→ **Work required**:
Identify every line below that contains the string "blue" and copy each one in full. Matching is case-sensitive.

→ **Supplied records**:
>>>>>

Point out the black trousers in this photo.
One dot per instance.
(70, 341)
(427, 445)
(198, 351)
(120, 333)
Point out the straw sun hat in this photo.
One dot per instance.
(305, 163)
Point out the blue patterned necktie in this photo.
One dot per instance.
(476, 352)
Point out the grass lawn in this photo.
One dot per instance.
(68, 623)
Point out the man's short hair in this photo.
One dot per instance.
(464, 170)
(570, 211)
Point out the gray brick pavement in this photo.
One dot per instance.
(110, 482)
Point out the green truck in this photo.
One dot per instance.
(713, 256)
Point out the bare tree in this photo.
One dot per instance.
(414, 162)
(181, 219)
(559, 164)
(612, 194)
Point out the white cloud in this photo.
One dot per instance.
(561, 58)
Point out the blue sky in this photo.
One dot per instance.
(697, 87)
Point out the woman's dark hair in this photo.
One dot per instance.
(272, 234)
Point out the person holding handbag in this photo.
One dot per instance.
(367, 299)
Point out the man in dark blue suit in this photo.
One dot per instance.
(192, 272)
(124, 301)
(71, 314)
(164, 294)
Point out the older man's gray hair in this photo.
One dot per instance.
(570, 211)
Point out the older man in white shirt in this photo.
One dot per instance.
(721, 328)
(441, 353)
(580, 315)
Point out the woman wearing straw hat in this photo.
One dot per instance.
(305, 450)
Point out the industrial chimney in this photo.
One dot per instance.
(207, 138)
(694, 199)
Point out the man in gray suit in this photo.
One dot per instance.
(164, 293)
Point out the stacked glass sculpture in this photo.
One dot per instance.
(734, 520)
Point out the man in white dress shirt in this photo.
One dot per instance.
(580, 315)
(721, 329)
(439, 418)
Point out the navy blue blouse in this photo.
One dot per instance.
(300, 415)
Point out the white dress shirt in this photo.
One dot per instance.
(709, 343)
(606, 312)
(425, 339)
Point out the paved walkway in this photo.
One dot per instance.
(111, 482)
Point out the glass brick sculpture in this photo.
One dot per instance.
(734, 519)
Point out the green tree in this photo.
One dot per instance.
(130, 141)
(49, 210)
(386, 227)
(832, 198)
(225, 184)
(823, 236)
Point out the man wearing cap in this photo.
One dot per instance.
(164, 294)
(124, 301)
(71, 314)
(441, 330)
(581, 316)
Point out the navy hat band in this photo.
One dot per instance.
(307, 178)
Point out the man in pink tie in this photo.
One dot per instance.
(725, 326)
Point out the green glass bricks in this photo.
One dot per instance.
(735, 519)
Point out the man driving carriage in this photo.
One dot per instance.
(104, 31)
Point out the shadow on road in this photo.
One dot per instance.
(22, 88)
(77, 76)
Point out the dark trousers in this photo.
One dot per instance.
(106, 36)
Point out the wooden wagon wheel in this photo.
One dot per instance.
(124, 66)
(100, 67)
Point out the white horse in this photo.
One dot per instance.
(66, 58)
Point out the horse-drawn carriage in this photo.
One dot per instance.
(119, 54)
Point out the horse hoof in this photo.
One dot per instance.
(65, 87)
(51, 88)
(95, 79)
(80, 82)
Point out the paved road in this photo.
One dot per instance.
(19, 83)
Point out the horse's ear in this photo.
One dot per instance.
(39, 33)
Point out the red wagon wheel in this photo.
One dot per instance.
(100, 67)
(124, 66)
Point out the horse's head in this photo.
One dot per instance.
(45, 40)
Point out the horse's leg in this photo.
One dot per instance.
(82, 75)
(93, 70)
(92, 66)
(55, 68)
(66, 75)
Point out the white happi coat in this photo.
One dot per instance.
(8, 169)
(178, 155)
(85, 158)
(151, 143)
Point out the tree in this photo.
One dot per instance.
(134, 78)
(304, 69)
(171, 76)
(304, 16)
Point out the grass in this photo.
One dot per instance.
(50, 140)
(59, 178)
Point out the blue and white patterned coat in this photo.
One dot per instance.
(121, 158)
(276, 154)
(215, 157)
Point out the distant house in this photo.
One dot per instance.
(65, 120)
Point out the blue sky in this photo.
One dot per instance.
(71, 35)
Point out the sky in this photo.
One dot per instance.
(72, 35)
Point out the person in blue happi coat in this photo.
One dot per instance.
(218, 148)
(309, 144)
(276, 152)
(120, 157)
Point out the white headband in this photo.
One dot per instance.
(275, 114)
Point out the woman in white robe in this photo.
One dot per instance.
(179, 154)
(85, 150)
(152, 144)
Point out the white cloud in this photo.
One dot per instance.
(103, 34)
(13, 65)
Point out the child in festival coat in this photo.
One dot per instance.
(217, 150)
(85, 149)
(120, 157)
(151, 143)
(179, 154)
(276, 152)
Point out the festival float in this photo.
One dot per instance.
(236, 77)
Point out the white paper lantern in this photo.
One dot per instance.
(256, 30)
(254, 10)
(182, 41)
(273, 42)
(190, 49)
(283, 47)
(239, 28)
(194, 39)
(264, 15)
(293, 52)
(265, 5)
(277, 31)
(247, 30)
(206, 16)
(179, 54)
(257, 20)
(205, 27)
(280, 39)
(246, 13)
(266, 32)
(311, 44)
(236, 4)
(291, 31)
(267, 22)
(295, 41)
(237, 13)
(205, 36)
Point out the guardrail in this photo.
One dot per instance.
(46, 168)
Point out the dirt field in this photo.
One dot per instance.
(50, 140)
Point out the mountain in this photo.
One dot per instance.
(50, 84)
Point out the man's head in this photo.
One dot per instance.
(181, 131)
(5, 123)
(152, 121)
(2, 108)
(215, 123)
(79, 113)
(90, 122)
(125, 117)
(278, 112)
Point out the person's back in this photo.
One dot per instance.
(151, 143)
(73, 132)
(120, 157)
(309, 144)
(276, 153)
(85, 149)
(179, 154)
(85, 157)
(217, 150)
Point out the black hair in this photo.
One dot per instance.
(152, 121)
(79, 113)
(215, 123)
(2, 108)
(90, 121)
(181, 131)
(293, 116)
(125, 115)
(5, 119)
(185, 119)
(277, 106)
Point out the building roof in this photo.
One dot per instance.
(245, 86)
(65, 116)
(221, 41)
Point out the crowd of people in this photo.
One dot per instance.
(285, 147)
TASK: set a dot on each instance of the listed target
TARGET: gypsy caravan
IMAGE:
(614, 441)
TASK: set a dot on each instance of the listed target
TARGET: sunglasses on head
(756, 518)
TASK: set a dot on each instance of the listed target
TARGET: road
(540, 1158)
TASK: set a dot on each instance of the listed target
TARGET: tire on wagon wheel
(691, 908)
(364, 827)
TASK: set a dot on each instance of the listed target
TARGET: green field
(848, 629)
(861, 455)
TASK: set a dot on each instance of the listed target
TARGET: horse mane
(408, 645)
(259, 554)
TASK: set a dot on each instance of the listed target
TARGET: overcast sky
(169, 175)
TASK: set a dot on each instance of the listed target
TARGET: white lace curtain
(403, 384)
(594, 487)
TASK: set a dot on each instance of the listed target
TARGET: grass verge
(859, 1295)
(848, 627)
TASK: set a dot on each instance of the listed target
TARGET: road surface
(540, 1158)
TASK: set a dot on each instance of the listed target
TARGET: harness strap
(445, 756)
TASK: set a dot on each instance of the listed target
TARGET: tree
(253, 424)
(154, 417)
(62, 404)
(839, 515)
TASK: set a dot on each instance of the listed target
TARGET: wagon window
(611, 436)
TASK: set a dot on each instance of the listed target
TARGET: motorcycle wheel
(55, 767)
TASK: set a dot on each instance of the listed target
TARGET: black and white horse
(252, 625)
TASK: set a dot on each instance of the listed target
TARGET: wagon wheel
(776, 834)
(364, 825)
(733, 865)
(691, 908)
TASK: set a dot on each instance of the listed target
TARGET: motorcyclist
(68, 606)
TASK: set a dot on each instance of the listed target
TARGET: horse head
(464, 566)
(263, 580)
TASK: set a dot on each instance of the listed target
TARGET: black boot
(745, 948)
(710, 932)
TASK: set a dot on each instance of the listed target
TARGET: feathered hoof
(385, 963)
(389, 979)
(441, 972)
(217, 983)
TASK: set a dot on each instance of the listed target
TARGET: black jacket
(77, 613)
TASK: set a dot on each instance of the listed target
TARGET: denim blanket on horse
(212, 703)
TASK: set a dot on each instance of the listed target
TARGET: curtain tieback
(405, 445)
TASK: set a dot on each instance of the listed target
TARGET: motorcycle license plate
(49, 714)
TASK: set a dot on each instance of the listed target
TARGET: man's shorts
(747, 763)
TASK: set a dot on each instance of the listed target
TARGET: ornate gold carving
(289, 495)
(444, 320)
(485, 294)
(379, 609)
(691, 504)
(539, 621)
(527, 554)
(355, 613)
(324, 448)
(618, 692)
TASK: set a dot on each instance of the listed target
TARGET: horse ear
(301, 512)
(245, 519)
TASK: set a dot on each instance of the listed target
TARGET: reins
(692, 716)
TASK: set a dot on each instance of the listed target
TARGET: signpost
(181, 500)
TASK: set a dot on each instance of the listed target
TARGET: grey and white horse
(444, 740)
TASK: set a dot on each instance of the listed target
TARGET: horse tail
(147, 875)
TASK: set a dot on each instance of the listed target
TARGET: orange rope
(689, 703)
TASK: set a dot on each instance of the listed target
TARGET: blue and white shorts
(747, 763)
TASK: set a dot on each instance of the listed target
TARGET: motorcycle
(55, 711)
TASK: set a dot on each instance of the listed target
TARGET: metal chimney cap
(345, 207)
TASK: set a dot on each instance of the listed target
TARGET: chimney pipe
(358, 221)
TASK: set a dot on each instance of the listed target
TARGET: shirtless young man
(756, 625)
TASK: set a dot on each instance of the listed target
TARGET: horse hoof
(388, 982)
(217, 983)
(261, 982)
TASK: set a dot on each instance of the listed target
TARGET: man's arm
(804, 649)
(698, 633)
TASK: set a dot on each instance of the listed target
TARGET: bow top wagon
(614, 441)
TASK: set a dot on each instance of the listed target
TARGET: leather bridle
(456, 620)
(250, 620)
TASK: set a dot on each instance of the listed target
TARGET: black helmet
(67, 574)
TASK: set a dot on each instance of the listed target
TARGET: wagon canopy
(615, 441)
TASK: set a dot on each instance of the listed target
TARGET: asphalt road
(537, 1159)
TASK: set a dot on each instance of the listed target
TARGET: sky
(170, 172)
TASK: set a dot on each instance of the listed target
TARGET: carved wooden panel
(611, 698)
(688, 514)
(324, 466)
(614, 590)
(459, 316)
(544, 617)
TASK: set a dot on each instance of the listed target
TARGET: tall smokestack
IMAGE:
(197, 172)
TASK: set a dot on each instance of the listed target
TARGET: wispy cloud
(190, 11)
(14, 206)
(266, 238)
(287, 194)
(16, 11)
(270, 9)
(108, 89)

<<<<<

→ **Complete output**:
Point out the blue patterned necktie in this photo.
Point out the blue sky in this photo.
Point out the man in dark blue suit in this photo.
Point out the navy blue blouse in this photo.
Point out the blue and white patterned coat in this photo.
Point out the blue sky in this photo.
Point out the person in blue happi coat in this photo.
TARGET: blue and white shorts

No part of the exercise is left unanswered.